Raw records
* * * * *

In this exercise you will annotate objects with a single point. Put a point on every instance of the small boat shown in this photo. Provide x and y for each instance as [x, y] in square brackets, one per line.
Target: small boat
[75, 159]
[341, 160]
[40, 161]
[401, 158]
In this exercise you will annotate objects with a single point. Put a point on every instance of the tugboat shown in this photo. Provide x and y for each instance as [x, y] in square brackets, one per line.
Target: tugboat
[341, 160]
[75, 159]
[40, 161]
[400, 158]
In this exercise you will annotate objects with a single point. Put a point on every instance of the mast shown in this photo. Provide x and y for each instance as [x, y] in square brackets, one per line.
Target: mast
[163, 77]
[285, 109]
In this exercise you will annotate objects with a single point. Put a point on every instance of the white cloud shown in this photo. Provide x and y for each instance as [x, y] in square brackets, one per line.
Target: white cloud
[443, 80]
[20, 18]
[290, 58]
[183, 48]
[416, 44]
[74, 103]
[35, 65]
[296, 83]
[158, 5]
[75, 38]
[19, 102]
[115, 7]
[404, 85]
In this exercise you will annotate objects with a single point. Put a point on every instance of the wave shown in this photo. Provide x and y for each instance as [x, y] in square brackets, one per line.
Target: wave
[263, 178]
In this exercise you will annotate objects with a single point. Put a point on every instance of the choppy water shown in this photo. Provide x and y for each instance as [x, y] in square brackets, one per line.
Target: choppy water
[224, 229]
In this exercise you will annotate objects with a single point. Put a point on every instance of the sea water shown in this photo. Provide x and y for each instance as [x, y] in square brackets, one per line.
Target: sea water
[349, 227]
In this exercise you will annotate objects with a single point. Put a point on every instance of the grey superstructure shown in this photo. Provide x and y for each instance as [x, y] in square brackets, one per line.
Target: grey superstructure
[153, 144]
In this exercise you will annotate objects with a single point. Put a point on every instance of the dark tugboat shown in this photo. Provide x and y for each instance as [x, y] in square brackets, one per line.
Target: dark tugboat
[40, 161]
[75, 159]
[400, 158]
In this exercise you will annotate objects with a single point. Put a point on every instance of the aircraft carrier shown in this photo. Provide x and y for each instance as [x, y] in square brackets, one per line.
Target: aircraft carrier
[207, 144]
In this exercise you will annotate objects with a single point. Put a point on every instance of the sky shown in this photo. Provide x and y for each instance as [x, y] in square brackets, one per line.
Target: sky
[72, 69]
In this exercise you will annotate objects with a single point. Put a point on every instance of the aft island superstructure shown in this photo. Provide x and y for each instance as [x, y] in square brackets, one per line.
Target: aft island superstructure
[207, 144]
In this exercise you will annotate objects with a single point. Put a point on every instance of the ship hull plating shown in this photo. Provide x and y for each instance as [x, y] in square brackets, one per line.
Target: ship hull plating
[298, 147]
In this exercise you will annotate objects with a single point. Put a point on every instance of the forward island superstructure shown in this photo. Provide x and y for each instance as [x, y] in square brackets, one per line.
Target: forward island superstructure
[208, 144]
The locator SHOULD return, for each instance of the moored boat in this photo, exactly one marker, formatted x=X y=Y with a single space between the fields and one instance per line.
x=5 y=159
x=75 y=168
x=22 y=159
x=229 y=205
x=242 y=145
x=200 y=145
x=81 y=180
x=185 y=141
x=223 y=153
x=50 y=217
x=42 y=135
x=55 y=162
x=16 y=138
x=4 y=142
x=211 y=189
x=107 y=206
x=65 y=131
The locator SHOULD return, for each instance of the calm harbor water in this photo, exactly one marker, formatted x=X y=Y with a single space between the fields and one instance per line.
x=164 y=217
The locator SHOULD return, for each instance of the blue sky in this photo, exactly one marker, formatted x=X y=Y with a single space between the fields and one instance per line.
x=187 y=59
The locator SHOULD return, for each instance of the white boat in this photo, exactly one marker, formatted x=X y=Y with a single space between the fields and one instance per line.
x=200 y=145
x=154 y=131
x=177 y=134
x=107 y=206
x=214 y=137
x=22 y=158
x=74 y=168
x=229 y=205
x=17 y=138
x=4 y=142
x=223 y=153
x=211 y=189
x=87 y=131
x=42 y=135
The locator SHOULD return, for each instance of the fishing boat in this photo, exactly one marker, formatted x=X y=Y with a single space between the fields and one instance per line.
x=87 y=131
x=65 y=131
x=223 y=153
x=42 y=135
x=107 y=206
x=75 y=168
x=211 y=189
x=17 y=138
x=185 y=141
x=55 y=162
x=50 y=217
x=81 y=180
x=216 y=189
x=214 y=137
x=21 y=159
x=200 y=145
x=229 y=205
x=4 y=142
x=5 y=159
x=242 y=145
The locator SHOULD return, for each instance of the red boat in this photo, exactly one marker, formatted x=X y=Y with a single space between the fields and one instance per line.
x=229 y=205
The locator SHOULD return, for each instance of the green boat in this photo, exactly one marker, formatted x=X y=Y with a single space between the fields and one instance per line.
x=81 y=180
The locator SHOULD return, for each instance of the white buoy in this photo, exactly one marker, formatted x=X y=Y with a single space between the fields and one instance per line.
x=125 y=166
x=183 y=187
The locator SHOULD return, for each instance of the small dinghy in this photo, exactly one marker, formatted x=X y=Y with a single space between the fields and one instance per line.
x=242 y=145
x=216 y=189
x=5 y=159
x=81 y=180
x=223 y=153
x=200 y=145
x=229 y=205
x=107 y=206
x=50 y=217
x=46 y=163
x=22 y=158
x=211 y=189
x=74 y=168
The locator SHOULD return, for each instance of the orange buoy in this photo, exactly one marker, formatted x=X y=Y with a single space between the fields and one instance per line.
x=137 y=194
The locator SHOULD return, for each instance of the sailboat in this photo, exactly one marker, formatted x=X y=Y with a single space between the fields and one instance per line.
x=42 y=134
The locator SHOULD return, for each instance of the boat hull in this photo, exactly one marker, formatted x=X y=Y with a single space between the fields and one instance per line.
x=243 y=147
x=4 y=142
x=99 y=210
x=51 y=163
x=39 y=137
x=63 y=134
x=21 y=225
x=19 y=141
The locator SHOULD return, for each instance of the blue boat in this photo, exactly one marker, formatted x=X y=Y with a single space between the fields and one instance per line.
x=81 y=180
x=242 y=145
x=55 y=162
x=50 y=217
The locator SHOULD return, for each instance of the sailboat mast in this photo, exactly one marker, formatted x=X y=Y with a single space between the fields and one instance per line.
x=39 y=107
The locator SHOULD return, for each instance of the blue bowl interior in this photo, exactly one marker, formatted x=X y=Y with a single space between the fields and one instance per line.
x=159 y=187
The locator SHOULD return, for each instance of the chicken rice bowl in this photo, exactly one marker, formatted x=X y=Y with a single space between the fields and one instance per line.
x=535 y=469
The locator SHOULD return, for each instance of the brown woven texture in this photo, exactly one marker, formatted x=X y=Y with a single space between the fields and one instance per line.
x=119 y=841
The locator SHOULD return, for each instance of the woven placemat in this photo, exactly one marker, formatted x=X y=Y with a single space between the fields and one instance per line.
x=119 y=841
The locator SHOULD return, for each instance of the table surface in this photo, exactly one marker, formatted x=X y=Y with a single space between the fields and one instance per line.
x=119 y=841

* * * * *

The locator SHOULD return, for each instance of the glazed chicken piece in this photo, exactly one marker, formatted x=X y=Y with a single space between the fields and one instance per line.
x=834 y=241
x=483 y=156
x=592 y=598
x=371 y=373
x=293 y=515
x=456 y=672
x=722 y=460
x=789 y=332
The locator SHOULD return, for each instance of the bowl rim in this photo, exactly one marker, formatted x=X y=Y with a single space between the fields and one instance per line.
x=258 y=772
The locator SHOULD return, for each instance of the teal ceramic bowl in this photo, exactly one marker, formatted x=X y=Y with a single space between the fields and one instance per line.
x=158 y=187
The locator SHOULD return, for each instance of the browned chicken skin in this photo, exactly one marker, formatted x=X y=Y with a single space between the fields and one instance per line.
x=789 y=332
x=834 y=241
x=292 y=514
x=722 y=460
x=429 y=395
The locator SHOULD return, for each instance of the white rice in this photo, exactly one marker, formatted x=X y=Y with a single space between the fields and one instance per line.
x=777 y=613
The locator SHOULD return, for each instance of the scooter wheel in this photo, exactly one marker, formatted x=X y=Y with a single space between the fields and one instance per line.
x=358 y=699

* * * * *

• What is asked:
Reproduce the items verbatim, from the line containing "The locator SHOULD return, for each instance of the red" up to and including the line containing "x=183 y=187".

• Response for this exercise:
The locator SHOULD return, for each instance of the red boat in this photo, exactly one marker, formatted x=X y=Y with a single space between the fields and one instance per line.
x=229 y=205
The locator SHOULD return, for each instance of the green boat in this photo, exactly one marker, formatted x=X y=Y with a single space between the fields and one instance per line.
x=81 y=180
The locator SHOULD return, for each instance of the white buoy in this photo, exactly one marker, formatted x=X y=Y with a single space between the fields and one instance per line.
x=125 y=166
x=183 y=187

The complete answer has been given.